◆ What to do
Transcribe all the entries word for word, skipping the pictures.

◆ Excerpted data
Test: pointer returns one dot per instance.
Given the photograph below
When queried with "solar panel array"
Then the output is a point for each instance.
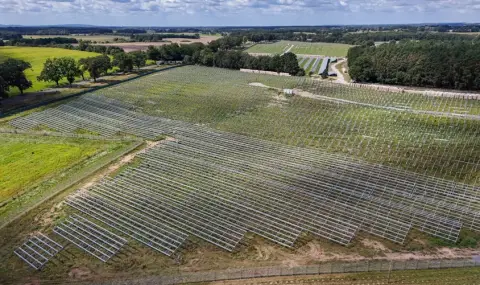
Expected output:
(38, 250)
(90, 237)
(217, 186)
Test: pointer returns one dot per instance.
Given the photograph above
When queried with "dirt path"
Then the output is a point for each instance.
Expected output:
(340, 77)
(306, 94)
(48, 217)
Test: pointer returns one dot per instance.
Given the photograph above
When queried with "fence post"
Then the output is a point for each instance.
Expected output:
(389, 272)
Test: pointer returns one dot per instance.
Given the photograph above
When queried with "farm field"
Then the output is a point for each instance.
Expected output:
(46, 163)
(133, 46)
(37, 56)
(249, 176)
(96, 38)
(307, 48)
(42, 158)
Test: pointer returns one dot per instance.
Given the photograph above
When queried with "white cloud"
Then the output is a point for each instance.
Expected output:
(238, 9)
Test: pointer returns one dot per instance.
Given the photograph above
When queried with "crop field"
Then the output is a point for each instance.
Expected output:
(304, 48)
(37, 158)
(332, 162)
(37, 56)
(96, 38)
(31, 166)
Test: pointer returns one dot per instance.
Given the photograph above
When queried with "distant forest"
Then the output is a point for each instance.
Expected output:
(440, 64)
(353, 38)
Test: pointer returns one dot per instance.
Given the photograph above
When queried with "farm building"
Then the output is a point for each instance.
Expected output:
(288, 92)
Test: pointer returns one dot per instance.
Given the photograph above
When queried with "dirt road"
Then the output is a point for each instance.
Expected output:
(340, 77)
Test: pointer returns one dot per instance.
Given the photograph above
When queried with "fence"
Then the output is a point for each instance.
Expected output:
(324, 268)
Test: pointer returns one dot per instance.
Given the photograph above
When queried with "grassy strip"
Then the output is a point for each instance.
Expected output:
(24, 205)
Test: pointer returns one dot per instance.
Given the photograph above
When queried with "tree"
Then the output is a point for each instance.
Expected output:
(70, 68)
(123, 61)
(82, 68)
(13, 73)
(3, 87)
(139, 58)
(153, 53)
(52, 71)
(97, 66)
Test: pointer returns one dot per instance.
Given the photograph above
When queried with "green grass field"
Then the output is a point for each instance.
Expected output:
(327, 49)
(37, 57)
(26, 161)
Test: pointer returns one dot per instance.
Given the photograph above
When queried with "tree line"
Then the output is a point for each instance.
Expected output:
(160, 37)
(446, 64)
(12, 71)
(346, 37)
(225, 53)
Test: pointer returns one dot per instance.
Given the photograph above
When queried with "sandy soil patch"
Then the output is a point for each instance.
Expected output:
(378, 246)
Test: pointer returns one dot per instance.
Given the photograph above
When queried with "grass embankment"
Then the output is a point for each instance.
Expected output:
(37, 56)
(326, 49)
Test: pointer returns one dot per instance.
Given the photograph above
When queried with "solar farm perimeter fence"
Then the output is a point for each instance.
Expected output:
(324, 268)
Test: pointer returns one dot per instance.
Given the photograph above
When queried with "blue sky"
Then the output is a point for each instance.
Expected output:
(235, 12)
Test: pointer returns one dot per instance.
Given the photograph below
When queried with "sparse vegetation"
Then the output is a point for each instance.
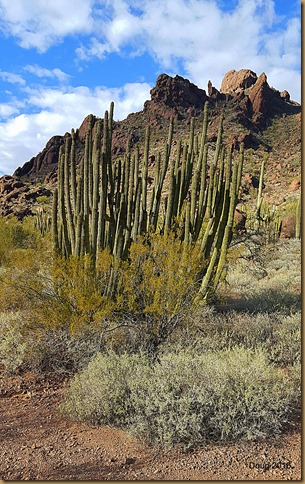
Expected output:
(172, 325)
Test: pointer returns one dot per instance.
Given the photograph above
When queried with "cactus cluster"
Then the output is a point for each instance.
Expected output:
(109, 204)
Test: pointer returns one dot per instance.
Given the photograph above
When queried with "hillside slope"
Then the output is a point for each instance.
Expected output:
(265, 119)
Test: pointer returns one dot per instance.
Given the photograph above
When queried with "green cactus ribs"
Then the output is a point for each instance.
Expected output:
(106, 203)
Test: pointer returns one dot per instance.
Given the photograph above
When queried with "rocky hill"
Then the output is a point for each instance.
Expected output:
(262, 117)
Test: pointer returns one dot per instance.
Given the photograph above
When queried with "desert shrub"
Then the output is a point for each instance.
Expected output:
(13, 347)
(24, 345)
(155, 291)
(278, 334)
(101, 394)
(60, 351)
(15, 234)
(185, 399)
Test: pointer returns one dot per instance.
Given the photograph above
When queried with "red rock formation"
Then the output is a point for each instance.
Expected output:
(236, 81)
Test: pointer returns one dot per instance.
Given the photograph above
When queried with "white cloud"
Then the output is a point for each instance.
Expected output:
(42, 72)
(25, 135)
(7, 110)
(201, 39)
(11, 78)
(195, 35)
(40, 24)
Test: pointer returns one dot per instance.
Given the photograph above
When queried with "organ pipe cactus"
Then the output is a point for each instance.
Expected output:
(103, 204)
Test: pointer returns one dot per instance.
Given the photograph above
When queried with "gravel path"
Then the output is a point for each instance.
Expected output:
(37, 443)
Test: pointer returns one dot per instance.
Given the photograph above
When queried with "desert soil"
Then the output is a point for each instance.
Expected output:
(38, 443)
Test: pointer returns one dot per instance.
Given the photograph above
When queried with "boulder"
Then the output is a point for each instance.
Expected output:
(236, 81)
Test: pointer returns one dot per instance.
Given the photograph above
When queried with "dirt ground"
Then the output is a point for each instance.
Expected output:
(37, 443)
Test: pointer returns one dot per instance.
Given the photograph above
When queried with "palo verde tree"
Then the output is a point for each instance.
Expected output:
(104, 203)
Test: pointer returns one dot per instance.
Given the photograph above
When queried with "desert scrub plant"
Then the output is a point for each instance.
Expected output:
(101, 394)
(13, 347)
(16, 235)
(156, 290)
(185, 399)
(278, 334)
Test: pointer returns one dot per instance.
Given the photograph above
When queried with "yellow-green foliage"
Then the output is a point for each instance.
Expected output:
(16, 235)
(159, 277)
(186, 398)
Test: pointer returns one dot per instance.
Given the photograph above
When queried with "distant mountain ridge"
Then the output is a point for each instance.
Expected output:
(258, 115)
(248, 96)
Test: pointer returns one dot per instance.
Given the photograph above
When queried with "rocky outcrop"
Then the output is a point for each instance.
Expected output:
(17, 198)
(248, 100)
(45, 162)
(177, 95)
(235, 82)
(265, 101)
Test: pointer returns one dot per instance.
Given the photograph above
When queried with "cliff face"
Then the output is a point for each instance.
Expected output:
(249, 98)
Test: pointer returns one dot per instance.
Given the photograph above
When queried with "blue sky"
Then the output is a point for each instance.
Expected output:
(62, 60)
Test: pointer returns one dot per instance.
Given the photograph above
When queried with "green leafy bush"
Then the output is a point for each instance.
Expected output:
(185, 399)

◆ Finished answer
Test: pointer returns one dot per instance.
Given the photograph below
When queried with "solar panel array"
Then the output is a point for each instance.
Expected output:
(38, 250)
(90, 237)
(217, 186)
Test: pointer returns one dot per instance.
Given the photograph above
When queried with "dirt path"
Then the output is a point for each instance.
Expected output:
(340, 77)
(306, 94)
(48, 217)
Test: pointer returns one dot per instance.
Given the photograph above
When queried with "fence post"
Then the output is a point for each instance.
Expected output:
(389, 272)
Test: pointer returns one dot per instance.
Given the photograph above
When queried with "farm field"
Then the output is a point for each instance.
Expected output:
(46, 163)
(133, 46)
(37, 56)
(249, 176)
(96, 38)
(307, 48)
(42, 158)
Test: pointer returns one dot per instance.
Given the photograph above
When queried with "white cloud"
Then the output is a point for each instance.
Expected output:
(238, 9)
Test: pointer returns one dot per instance.
Given the photograph above
When queried with "crop field"
Then the output is a point for each instance.
Expected output:
(304, 48)
(37, 158)
(332, 162)
(37, 56)
(96, 38)
(31, 166)
Test: pointer returns one dot per instance.
Given the photograph above
When queried with "distant forest"
Then the output is a point for each instance.
Expected output:
(440, 64)
(353, 38)
Test: pointer returns one dot per instance.
Given the photograph above
When queried with "farm building"
Then the output is a point for each instance.
Expected output:
(288, 92)
Test: pointer returns one dot per instance.
Given the photograph above
When queried with "dirt road"
Then the output is a point for each instance.
Expected output:
(340, 77)
Test: pointer returns one dot per instance.
Given the photograph above
When queried with "fence"
Then the output is a point for each instance.
Expected output:
(324, 268)
Test: pointer returns one dot per instance.
Given the photograph above
When queried with "grassy strip"
Then the output is a point for each instance.
Expected output:
(24, 205)
Test: pointer returns one dot per instance.
Given the photograph above
When queried with "tree"
Then the output is a point for each instance.
Expected output:
(70, 68)
(123, 61)
(82, 68)
(13, 73)
(3, 87)
(139, 58)
(153, 53)
(52, 71)
(97, 66)
Test: pointer returns one dot per instance.
Given the photograph above
When queried with "green grass field"
Then the output is a point for each instance.
Expected output:
(327, 49)
(37, 57)
(26, 161)
Test: pointer returns one dot per instance.
Given the photograph above
When queried with "tree line"
Then the output is a point for each instance.
Expected output:
(160, 37)
(446, 64)
(12, 71)
(346, 37)
(225, 53)
Test: pointer returns one dot per instance.
Given the photograph above
When queried with "sandy soil patch"
Then the output is a point for each instance.
Expected output:
(378, 246)
Test: pointer returns one dot per instance.
Given the photograph above
When queried with "grass embankment"
Then the output is a point for each instance.
Expected output:
(37, 56)
(326, 49)
Test: pointer returns one dot per instance.
Given the photograph above
When queried with "solar farm perimeter fence"
Then the output is a point for each instance.
Expected output:
(324, 268)
Test: pointer returns one dot per instance.
Given the photograph above
When queried with "blue sky"
Then the output is a point for each instance.
Expected output:
(235, 12)
Test: pointer returns one dot per instance.
Given the photograph below
When queried with "sparse vegetation"
Then the output is a point for each instance.
Expected output:
(172, 325)
Test: pointer returns one dot per instance.
Given the photograph above
When queried with "cactus cluster"
Then the output is a point for each instance.
Expected output:
(109, 204)
Test: pointer returns one dot per instance.
Given the photograph above
When queried with "hillside slope"
Then the output is a point for each instance.
Expected output:
(265, 119)
Test: pointer returns one dot per instance.
Given the photograph above
When queried with "green cactus ribs"
Then the output is a point for each instance.
Expected output:
(106, 203)
Test: pointer returns one dot per instance.
Given the photograph above
When queried with "rocky hill"
Then the output is a point for each instance.
Expected output:
(262, 117)
Test: pointer returns one dot per instance.
Given the photograph above
When queried with "desert shrub"
Then the output is a point for each instance.
Expected output:
(13, 347)
(24, 345)
(155, 291)
(278, 334)
(101, 394)
(60, 351)
(15, 234)
(185, 399)
Test: pointer returns one dot per instance.
Given the photograph above
When queried with "red rock formation"
Then the output is a point for each instance.
Expected output:
(236, 81)
Test: pointer returns one dot per instance.
Given the photograph above
When queried with "white cloud"
Then the output is a point for each instance.
Expected output:
(42, 72)
(25, 135)
(7, 110)
(201, 39)
(11, 78)
(195, 35)
(40, 24)
Test: pointer returns one dot per instance.
Given the photograph above
When queried with "organ pipe cactus"
Then the output is a point for each instance.
Expected output:
(103, 204)
Test: pointer returns one dot per instance.
Given the photograph above
When queried with "gravel path"
Then the output is a point for each instance.
Expected output:
(37, 443)
Test: pointer returns one dot per instance.
Given the photograph above
When queried with "desert soil"
Then the output is a point for each instance.
Expected output:
(38, 443)
Test: pointer returns one dot per instance.
Given the photograph above
When queried with "boulder"
Then the output is a point for each instance.
Expected output:
(236, 81)
Test: pointer returns one dot per instance.
Given the photograph above
When queried with "dirt ground"
Then the output is a point for each instance.
Expected output:
(37, 443)
Test: pointer returns one dot per instance.
Given the photograph above
When queried with "palo verde tree"
Then the output is a point for each instance.
Expected output:
(104, 203)
Test: pointer returns one dot per instance.
Given the photograph above
When queried with "desert scrub plant"
Then the output is a point for each instance.
Expected output:
(101, 394)
(13, 347)
(16, 235)
(156, 290)
(185, 399)
(278, 334)
Test: pointer returns one dot per instance.
Given the photograph above
When queried with "yellow-green foliage"
Then the output is a point for each instance.
Expected output:
(16, 235)
(159, 277)
(186, 398)
Test: pointer returns one dot per instance.
Given the photograph above
When queried with "distant mountain ridge"
Then the output is a point for each instance.
Expected output:
(258, 115)
(248, 96)
Test: pointer returns one dot per instance.
Given the photograph above
When queried with "rocky outcrop"
Then the output is a point for each instance.
Expected output:
(17, 198)
(248, 100)
(45, 162)
(177, 95)
(235, 82)
(265, 101)
Test: pointer returns one dot per instance.
Given the photograph above
When queried with "cliff face"
Then the output is a point for each instance.
Expected output:
(249, 98)
Test: pointer returns one dot per instance.
Given the photograph above
When queried with "blue sky"
Then the output is a point for each instance.
Expected output:
(62, 60)
Test: pointer returns one dot per instance.
Given the photograph above
When queried with "green leafy bush"
Then the output is a point for each instance.
Expected output:
(185, 399)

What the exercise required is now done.